*EXTRACT PROVIDED*:
□ □ □ □ □ □ □
Market Philosophy

Our market philosophy is inspired by independent investment research, and dedicated to capital markets analysis.

Successful investing is accomplished only with discipline and a rigorous dedication to independent investment and economic research. Our dedication to the discipline of capital markets analysis brings performance over time—even in a volatile market.

At Alfstad Capital our disciplines, policies and practices are continually evolving. Our market philosophy incorporates new analytical methodologies and adapts to ever-changing economic realities. Our investment decisions are time-tested, respected and have frequently delivered successful positive returns over the last decade. As with all investments, returns are historical and past performance is no guarantee of future results.

Our commitment to Total Return rather than Yield Seeking or Option Adjusted Spread buying practices is central to our performance, and successful investing. Observing economic trends over the years gives us the judgement to balance of ratios of instruments within the aggregated portfolio.

Capital Markets Overview

The capital markets are broken down into two primary forms of securitization; the fixed-income (bond) markets and the equity (stock) markets. With thirty years of investment experience as specialists in the institutional fixed income sector, our capital market knowledge and philosophy is formidable and we hold an enviable tenure in a complex and risk-bearing time. Gone are the days of a relatively closed US market that focused only upon the domestic variables and conditions. Today, the US bond markets are the global markets and the global economy is the US economy.

The fundamental tenets of the marketplace will never change:

  • The needs of portfolio managers to put capital to work
  • The need to recognize and manage the risks inherent in investing
  • The need to effectively fulfill each portfolios’ unique and critical fiduciary responsibility

Risks vs. Reward Overview

As portfolio managers sought returns beyond the norm over the last four decades, new structures, paradigms, and products such as CMOs, CDOs, ABSs, mezzanine debt, range notes, and non-inversion notes have entered the fixed income marketplace. These structured derivative products have required a very sophisticated analysis of possible scenarios and mean probabilities plus a supportive status quo.

Successful investing also requires an advanced sense of market knowledge, philosophy, and comfort. A market can have depth, breadth, and flow one day. In a heartbeat, that can, will, and does change. Positions that were valuable can become illiquid. Commensurately we see their market value evaporate. We can probably all name companies—boasting in some cases, Nobel Prize winners—who got so caught up in sophistication they lost sight of common sense and basic market realities. A painful collapse in 2008 has shown once again that sophistication is no protection from hubris.
□ □ □ □ □ □ □
Location identification items:

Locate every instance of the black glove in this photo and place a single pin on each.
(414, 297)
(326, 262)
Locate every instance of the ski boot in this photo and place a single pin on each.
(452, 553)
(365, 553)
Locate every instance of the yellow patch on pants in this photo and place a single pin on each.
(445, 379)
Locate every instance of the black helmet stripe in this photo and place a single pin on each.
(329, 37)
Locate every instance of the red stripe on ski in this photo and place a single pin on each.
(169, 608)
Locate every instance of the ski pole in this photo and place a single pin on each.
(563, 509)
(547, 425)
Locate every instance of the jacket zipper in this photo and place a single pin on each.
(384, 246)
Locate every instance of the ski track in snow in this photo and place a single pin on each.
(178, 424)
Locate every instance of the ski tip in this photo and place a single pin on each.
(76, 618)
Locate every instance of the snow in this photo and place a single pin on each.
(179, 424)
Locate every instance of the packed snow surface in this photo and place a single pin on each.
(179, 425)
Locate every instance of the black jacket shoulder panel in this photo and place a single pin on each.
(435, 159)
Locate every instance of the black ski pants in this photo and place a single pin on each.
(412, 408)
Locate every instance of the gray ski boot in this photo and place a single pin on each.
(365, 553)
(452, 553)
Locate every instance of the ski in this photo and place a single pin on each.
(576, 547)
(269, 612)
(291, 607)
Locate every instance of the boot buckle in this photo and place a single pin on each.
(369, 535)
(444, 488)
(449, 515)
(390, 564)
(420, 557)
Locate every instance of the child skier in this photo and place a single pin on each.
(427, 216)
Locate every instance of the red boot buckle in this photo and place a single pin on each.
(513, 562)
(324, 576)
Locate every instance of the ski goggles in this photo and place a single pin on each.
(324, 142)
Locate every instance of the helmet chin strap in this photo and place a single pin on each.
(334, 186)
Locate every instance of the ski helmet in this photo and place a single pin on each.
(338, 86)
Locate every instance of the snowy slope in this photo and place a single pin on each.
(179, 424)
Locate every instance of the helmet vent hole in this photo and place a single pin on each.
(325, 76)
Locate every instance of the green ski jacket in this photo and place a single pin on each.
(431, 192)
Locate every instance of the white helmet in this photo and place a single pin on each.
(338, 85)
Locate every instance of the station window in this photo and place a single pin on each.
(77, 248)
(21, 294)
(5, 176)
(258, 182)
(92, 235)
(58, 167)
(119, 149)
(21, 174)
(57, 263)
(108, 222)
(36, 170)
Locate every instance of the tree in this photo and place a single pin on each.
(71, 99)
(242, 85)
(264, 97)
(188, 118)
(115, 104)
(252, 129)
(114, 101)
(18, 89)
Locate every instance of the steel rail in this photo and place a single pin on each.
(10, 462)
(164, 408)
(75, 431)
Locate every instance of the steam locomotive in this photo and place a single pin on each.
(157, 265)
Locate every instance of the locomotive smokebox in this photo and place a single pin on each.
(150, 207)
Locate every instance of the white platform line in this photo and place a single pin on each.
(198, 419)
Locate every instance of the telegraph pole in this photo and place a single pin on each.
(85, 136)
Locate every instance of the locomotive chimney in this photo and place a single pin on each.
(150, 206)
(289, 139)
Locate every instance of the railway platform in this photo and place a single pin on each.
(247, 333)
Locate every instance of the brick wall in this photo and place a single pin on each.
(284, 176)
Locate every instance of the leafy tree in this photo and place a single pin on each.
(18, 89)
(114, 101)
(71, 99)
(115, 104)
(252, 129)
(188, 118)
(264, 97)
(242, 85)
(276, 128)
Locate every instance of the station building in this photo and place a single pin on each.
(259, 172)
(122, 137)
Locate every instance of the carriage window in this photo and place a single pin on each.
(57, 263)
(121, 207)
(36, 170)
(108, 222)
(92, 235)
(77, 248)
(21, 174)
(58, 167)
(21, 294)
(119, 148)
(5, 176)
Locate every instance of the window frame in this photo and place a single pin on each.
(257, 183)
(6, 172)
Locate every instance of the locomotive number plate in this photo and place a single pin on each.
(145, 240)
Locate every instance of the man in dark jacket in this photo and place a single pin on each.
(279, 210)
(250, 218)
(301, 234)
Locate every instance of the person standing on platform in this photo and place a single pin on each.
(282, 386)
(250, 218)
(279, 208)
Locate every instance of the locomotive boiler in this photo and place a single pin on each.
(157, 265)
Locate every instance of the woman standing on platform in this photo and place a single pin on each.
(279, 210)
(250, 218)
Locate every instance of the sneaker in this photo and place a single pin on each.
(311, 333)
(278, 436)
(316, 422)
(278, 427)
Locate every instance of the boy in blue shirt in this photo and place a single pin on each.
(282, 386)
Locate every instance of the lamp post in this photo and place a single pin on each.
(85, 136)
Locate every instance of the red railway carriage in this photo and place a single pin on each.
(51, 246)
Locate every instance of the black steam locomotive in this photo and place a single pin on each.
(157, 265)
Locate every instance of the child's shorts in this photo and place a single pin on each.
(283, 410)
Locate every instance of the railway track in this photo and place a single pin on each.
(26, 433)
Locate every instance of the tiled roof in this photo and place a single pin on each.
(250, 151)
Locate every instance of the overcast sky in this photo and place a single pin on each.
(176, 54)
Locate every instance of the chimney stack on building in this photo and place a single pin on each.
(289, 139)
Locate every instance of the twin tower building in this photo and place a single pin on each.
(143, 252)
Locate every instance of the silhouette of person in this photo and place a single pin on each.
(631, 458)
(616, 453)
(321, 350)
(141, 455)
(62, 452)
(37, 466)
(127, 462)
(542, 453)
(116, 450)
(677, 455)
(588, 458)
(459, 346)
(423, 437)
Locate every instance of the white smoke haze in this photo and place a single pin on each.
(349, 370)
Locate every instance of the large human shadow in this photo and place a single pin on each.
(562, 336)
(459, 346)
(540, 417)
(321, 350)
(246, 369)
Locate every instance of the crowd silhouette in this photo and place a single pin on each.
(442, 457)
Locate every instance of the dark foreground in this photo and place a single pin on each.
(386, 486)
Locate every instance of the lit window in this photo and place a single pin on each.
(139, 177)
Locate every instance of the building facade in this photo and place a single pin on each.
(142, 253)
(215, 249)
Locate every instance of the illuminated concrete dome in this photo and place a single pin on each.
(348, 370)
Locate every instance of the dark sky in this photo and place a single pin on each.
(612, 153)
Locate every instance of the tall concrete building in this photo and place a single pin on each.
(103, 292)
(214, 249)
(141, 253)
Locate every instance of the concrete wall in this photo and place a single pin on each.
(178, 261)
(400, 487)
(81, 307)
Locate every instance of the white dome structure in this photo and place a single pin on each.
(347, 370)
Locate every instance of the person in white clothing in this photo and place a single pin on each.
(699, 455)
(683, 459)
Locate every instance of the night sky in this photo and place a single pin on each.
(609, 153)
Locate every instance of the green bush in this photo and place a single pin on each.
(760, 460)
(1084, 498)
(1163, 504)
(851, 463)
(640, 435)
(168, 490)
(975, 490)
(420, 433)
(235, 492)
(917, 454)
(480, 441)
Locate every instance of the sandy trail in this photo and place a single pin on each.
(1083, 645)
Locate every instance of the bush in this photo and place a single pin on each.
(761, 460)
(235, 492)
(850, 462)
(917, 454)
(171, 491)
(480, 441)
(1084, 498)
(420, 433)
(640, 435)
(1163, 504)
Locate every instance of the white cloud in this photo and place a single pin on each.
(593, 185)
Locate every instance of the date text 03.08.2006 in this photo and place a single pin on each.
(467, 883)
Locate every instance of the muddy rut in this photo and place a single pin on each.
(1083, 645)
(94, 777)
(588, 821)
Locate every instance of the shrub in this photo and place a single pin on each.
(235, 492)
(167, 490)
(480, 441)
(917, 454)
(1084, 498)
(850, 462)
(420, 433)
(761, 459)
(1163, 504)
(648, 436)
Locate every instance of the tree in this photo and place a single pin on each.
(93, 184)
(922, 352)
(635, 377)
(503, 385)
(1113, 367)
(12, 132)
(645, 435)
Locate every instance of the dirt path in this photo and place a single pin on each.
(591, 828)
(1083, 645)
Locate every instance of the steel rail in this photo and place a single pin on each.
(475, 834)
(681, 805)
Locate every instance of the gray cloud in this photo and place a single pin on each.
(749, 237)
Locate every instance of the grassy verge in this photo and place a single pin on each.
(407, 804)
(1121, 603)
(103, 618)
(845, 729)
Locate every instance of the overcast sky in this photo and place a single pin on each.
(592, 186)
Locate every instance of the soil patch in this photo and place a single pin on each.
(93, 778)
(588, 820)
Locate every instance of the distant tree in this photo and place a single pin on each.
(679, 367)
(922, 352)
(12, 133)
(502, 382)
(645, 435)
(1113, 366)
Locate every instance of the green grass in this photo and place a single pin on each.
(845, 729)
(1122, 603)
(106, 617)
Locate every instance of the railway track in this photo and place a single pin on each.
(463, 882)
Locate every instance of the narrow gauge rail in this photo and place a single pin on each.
□ □ □ □ □ □ □
*REQUIRED WORK*:
**1)** Print the part of the market philosophy page that opens with the words containing "Capital Markets Overview" and closes with "the US economy.".
**2)** Count the lines in the rows that contain the word "pants", and reply with the number alone.
The rows are unrelated to the market philosophy page.

*SOLUTION LIST*:
**1)**
Capital Markets Overview

The capital markets are broken down into two primary forms of securitization; the fixed-income (bond) markets and the equity (stock) markets. With thirty years of investment experience as specialists in the institutional fixed income sector, our capital market knowledge and philosophy is formidable and we hold an enviable tenure in a complex and risk-bearing time. Gone are the days of a relatively closed US market that focused only upon the domestic variables and conditions. Today, the US bond markets are the global markets and the global economy is the US economy.

**2)** 2